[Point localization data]
------------------------------------------------------------------------
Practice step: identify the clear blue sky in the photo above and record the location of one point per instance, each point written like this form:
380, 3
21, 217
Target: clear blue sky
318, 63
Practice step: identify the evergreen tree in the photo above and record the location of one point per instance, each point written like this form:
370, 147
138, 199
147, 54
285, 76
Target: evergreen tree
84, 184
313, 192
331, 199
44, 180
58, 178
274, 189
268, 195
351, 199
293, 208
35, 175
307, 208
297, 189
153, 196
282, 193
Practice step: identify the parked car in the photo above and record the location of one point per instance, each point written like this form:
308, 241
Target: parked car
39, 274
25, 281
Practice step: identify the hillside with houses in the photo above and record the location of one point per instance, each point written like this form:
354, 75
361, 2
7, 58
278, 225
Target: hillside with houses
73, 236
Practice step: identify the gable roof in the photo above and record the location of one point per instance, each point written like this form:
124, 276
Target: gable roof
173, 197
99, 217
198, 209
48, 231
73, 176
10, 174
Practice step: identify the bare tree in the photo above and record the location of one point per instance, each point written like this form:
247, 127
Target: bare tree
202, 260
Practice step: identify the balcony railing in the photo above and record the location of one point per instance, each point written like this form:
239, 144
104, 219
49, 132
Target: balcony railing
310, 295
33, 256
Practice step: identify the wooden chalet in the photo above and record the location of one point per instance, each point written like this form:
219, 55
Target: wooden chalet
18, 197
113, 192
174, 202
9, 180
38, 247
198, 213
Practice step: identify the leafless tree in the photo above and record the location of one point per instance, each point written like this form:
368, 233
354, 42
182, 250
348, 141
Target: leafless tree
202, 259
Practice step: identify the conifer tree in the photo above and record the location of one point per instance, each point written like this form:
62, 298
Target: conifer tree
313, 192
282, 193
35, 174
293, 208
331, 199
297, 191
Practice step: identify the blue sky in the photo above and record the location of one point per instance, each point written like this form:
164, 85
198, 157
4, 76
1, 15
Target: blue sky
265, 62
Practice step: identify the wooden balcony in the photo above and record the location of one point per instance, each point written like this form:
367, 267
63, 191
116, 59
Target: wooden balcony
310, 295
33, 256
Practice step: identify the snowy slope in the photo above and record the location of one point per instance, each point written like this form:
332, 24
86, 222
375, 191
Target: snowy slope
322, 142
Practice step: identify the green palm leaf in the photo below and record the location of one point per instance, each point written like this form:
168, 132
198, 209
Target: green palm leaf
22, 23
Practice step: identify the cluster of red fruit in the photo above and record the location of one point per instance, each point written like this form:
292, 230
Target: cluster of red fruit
------------------------------------------------------------------------
**WHAT YOU NEED TO DO:** Your answer should contain every entry, transcribed exactly.

**WRITTEN REPLY:**
Practice step: identify the clear blue sky in the photo above and record the location of one point per instance, each point written like this form:
380, 3
21, 217
Target: clear blue sky
318, 63
Practice step: identify the evergreen tree in the photo above and record the location of one point per instance, each point written like this form:
370, 147
138, 199
147, 54
285, 76
Target: evergreen tree
84, 184
313, 192
331, 199
44, 180
58, 178
274, 189
268, 195
351, 199
293, 208
35, 175
307, 208
297, 189
153, 196
282, 193
Practice step: identify the parked car in the photo above and record the location of one point per instance, each point written like this form:
308, 241
Target: parked car
39, 274
25, 281
Practice step: identify the hillside with houses in the photo above and record the location of one point per instance, each point written like this form:
354, 75
361, 2
7, 58
278, 225
Target: hillside with houses
73, 236
Practice step: identify the gable roof in the photo above and record the location of one point per instance, each point written like this form:
124, 276
Target: gable roof
173, 197
99, 217
198, 209
48, 231
73, 176
10, 174
Practice step: identify the bare tree in the photo above and record the location of one point per instance, each point written like this form:
247, 127
Target: bare tree
202, 260
Practice step: identify the balcony railing in the photo above and record the location of one point per instance, each point written like this form:
239, 144
104, 219
49, 132
Target: balcony railing
310, 295
33, 256
Practice step: identify the wooden chalet in the photo above and record the location of one point per instance, each point written like this form:
219, 55
Target: wooden chalet
18, 197
113, 192
174, 202
9, 180
38, 247
198, 213
Practice step: identify the leafless tree in the photo above and record the location of one point per instance, each point written like this form:
368, 233
354, 42
182, 250
348, 141
Target: leafless tree
202, 259
Practice step: identify the conifer tree in the photo above and record the location of one point per instance, each point written like this form:
62, 298
Target: conifer tree
313, 192
282, 193
35, 174
293, 208
331, 199
297, 191
Practice step: identify the blue sky in the photo above and record the location of one point per instance, each point written like this form:
164, 85
198, 157
4, 76
1, 15
Target: blue sky
265, 62
Practice step: identify the wooden balcony in the photo above and record the location of one point per instance, each point written like this form:
367, 267
63, 191
116, 59
Target: wooden balcony
310, 295
33, 256
Practice step: identify the snowy slope in the photo above and record the location of one point per instance, each point written like this form:
332, 24
86, 222
375, 191
Target: snowy slope
322, 142
Practice step: identify the green palm leaf in the photo below and record the location of one point per instance, each point written like this form:
168, 132
198, 209
Target: green palm leaf
22, 23
Practice step: identify the cluster of red fruit in the photo above and record the location of one point per instance, each point written like this form:
292, 230
Target: cluster of red fruit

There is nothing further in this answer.